■ What to do ■
A - Reproduce word for word the stretch of the watch-buying thread from "## HeadOffice (Mar" through "every two months.".
B - In the watch-buying thread, what kind of business does the first poster's wife own?

■ Passage shown ■
## start

I gotta agree here. To my mind, the number one reason to buy from brick and mortar rather than on-line (and for purposes of this discussion, I am leaving the AD vs. GM question out of it completely) is to actually have the chance to hold the watch, try it on, and just generally check it out. It's one thing if I am looking at a super limited-edition or other highly specialized piece, but if I'm looking for something right in the mainstream of the product line, I'm not going to plunk down 40 or 50% (or, in one case, 100% up front, cash only, non-refundable) just to take a look. Of course, the dealer certainly has the right to ask me to do any of that, but I also have the right to vote with my Amex card. If the local guy is going to charge a higher price, and isn't going to do anything more than the on-line retailer is, why should I buy from him?

Now, having said all that, I am also a very big supporter of locally owned, independent business (my wife owns a small, independent bookstore). However, every successful small business owner knows that there is always a way to beat on-line retailers, box stores, and national chains. It's the easiest thing in the world: OFFER SUPERIOR CUSTOMER SERVICE. If you're not willing to do that, then the evolution of the market will leave you behind. Being a business owner in itself is not enough, it still takes work!

[/rant]


----------



## HeadOffice (Mar 9, 2006)

*Michael, I agree...*

Exactly! What I wouldn't give for a dealer that offered reasonable prices and had stock. I'm not your average buyer. I might buy *at least* one watch every two months.

If I found someone pleasant behind the counter - even better if they're actually interested in watches - then I'd keep going back. I might actually like to go there, have a chat, try on some other model and walk out with either the one I went in for, a different watch altogether or maybe both.

## end

(A block of data)
## start

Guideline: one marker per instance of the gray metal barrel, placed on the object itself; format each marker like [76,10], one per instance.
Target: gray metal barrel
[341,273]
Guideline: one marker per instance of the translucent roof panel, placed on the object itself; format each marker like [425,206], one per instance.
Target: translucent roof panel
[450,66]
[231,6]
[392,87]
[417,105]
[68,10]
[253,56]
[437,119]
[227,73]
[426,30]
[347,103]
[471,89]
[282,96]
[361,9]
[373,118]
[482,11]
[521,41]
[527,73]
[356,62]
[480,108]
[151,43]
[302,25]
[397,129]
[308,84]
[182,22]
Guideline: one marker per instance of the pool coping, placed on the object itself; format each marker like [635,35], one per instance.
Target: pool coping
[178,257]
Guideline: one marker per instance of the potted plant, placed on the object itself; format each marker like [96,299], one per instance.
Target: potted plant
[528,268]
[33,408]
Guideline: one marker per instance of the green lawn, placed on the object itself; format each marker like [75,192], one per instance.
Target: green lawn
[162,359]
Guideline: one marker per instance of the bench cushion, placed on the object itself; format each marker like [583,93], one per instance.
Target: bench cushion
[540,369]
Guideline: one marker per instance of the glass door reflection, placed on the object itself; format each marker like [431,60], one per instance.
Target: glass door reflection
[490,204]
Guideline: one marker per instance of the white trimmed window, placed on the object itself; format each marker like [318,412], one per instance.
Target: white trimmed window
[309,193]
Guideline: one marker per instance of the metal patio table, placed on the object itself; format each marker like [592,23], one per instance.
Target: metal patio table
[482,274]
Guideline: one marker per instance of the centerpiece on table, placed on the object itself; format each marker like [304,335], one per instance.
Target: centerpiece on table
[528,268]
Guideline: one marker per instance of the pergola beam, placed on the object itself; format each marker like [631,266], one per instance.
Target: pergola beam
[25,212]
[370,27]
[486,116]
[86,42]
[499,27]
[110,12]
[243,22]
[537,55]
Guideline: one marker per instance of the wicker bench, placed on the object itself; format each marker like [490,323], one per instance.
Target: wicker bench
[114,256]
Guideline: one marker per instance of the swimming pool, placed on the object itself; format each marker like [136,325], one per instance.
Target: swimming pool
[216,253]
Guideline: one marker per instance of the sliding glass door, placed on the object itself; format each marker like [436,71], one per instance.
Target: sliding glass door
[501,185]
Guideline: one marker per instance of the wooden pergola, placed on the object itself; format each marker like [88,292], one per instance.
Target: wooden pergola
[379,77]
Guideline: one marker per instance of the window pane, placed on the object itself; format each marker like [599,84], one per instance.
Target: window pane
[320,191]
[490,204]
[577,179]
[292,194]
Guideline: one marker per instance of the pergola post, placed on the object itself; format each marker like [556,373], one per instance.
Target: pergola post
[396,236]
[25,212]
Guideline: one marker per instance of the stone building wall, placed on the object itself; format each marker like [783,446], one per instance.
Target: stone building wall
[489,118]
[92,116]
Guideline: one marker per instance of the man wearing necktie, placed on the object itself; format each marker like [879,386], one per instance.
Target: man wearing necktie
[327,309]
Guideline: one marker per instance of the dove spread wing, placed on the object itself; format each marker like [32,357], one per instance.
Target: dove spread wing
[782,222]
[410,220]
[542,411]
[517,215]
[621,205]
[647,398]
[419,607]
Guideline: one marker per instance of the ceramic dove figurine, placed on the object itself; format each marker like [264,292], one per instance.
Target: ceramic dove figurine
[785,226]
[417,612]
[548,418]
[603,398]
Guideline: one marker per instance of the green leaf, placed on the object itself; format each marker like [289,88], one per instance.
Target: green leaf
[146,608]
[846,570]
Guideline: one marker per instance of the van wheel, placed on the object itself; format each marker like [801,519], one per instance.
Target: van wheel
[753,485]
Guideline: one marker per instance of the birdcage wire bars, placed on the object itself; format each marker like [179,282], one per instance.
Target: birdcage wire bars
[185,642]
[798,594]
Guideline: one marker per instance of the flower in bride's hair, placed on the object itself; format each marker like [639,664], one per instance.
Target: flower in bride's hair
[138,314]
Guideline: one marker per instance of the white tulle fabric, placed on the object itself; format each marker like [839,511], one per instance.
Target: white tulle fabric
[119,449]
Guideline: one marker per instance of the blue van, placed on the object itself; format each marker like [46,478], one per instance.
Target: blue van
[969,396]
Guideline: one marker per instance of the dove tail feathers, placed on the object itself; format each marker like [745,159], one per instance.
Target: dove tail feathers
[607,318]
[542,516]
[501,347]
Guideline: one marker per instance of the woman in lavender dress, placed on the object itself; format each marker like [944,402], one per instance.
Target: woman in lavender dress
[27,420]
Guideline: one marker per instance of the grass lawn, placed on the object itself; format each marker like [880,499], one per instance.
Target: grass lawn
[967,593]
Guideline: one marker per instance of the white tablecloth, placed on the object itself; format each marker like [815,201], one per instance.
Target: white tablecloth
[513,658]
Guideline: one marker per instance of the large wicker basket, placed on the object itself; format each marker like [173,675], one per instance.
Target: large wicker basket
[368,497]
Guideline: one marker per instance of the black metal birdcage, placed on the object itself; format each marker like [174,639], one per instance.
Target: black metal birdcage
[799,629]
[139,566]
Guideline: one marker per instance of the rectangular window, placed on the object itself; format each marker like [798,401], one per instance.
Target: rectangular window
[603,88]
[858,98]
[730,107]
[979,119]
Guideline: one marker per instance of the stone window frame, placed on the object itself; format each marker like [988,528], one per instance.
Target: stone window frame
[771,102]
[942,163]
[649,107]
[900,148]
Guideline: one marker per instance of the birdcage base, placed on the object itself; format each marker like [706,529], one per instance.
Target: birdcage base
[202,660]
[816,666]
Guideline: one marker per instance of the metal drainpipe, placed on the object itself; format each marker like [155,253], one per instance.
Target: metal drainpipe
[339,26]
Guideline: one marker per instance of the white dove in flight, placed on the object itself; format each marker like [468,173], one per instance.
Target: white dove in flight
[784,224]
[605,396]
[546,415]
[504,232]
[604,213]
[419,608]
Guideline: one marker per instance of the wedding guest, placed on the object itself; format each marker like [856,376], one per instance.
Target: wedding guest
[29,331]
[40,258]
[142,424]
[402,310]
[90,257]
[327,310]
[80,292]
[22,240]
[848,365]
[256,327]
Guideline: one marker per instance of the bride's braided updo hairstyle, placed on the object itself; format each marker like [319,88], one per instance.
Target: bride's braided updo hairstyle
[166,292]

## end

■ Exercise responses ■
A -
## HeadOffice (Mar 9, 2006)

*Michael, I agree...*

Exactly! What I wouldn't give for a dealer that offered reasonable prices and had stock. I'm not your average buyer. I might buy *at least* one watch every two months.

B - A small, independent bookstore.